*Challenge*
Your task is to copy the material exactly.

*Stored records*
---

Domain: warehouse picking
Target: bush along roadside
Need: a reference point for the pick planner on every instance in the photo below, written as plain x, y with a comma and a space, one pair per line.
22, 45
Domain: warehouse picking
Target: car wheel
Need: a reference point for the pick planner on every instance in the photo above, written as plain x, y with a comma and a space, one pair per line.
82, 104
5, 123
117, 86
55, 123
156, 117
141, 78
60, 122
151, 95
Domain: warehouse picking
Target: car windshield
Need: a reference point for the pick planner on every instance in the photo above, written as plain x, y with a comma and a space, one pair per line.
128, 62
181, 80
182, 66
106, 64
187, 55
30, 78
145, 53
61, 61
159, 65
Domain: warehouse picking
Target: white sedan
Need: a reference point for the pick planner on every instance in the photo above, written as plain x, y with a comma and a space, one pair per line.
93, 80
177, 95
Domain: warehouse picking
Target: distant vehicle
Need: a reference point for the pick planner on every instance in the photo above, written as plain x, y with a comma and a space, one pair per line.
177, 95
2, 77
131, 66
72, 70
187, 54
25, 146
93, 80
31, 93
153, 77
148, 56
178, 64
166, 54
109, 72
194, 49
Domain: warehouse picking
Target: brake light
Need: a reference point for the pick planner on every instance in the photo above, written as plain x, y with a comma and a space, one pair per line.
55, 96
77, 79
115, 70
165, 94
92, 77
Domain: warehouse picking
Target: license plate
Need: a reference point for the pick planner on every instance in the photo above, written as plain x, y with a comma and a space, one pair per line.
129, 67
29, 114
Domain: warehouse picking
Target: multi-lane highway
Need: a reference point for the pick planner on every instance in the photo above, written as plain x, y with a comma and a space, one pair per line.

---

*Correct result*
Domain: warehouse picking
Target: bush along roadside
Need: a reference point for the pick planner on every instance in the photo below, written as plain x, y with a comma and a space, one pair per line.
22, 45
Domain: warehouse picking
Target: car wheel
Need: a reference point for the pick planner on every instance in the photo above, written as plain x, y with a comma and a space, one pair per line.
82, 104
5, 123
117, 86
55, 123
156, 117
141, 78
60, 122
151, 95
Domain: warehouse picking
Target: car windshield
Need: a reference point for the pick planner on every instance in the photo above, written as plain x, y with a comma and a space, one pair per line.
128, 62
181, 80
182, 66
106, 64
187, 55
30, 78
145, 53
61, 61
159, 65
Domain: warehouse picking
Target: white sedan
Need: a reference point for the pick planner on every instance in the photo above, written as plain x, y with a comma and a space, one pair per line.
93, 80
177, 95
Domain: warehouse picking
Target: distant vehicle
Need: a reference point for the pick planner on every instance in the photo above, written as plain x, y with a comma and a space, one pair per line.
177, 95
2, 77
131, 66
72, 70
187, 54
25, 146
93, 80
31, 93
153, 77
148, 56
178, 64
166, 54
109, 72
194, 49
Domain: warehouse picking
Target: brake light
Need: a reference point for the pick planner on every instance in the photo above, written as plain x, y with a comma and a space, one pair per line.
55, 96
77, 79
115, 70
165, 94
92, 77
Domain: warehouse picking
Target: license plate
Need: a reference point for the pick planner on every instance in the photo above, written as plain x, y with a comma and a space, one pair per line.
129, 67
29, 114
Domain: warehouse picking
Target: multi-lane highway
Need: a reference point for the pick planner on every instance in the photo above, written as plain x, y with a comma and a space, one pair per line.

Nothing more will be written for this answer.